* REQUIRED ACTIONS
[1] Copy the article's text from "Look for consumer" up to and including "of the year.".
[2] According to the article, how much have broadcasters spent per tower to install the transmitters for Mobile Digital TV?

[[ DOCUMENT TEXT open ]]

Watch live TV on any screen, anywhere
This year, you won’t need a living room to have a Super Bowl party. You won’t even need a TV. For the first time, broadcasters in select cities will send the game live not just to big-screen TVs but also to cellphones, netbooks and other mobile devices.
Previously, the only way to access TV on a mobile screen was by paying a subscription service to send video over an unreliable 3G wireless broadband network, and the service didn’t deliver local channels. Today, after the death of analog TV freed up parts of the broadcast spectrum for use by cellular providers, television broadcasters for 30 stations in 17 major cities have spent up to $150,000 per tower to install transmitters that send free, live broadcasts directly to specially equipped mobile devices. It costs broadcasters less than a penny a minute to provide the service, compared with the $4-per-minute price that cellular carriers pay. This new service, called Mobile Digital TV, allows any wireless device equipped with a tuner chip to receive signals directly from transmission towers.
Look for consumer products capable of receiving the signal to arrive in stores this year. This month, USB dongles that act like TV antennas for your laptop will go on sale nationwide. TV-ready cellphones, as well as add-on dongles for current phones, will be available by the second half of the year.
—C.B.
2010's sci-fi blockbusters
Iron Man 2
May 7
Robert Downey, Jr., returns to his double role as industrialist Tony Stark and crime fighter Iron Man. This time, he takes on Russian villain Whiplash and faces the Black Widow, along with industry rival Justin Hammer. It’s Iron Man, so you know what to expect: lots of tech, big explosions and droll commentary.
Tron Legacy
December 17
Sam Flynn struggles in a fight for life or death in the cyberworld of programs and games where his father Kevin (the protagonist in the first Tron) has been lost for 25 years. This sequel to the 1982 CGI classic has the same producer as the original. We just can’t wait to see the revamped light cycles.

[[ DOCUMENT TEXT closed ]]
[[ SUPPLIED ENTRIES open ]]

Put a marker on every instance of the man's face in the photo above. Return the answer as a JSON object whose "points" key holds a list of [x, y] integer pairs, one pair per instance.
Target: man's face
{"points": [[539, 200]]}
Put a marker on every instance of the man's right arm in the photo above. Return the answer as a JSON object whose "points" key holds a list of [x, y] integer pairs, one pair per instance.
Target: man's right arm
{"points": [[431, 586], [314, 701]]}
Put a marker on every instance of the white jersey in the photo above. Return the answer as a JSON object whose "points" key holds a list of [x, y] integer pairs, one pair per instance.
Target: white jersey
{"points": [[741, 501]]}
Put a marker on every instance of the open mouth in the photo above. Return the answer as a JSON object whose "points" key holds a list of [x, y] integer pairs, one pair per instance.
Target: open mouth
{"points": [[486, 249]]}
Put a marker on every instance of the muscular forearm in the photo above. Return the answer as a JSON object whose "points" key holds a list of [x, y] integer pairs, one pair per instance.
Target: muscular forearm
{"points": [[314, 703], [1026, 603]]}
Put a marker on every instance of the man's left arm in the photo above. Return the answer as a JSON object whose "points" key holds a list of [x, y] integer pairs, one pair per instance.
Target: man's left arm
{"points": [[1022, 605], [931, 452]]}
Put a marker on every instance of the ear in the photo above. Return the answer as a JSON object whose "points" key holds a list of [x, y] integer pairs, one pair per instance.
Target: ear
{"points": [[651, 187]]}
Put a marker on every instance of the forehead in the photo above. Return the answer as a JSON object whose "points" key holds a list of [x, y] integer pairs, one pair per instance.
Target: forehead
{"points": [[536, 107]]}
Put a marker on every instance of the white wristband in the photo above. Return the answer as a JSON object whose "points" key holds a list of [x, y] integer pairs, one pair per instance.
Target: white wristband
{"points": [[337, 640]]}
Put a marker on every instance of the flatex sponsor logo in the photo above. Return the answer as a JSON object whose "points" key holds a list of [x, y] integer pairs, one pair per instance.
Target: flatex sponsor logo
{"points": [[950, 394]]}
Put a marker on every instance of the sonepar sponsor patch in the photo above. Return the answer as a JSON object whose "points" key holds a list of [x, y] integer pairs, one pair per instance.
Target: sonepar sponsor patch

[[ SUPPLIED ENTRIES closed ]]

* OUTPUTS IN ORDER
[1]
Look for consumer products capable of receiving the signal to arrive in stores this year. This month, USB dongles that act like TV antennas for your laptop will go on sale nationwide. TV-ready cellphones, as well as add-on dongles for current phones, will be available by the second half of the year.

[2] Up to $150,000 per tower.